◆ **DESCRIPTION OF THE TASK**
From the listing that follows, extract every line and set it down unaltered.

◆ **DATASET EXTRACT**
## BEGIN

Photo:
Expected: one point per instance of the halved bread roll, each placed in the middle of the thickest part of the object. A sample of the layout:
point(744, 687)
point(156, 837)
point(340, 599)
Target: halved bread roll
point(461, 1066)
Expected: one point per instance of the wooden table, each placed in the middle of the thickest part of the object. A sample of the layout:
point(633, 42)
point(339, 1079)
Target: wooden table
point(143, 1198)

## END

◆ **CORRECT OUTPUT**
Photo:
Expected: one point per instance of the halved bread roll, each placed in the middle of the thickest part of the object. A sample of the layout:
point(744, 687)
point(156, 837)
point(340, 599)
Target: halved bread roll
point(461, 1066)
Expected: one point per instance of the wooden table, each placed in the middle of the thickest part of the object. A sample of the layout:
point(633, 42)
point(339, 1079)
Target: wooden table
point(143, 1198)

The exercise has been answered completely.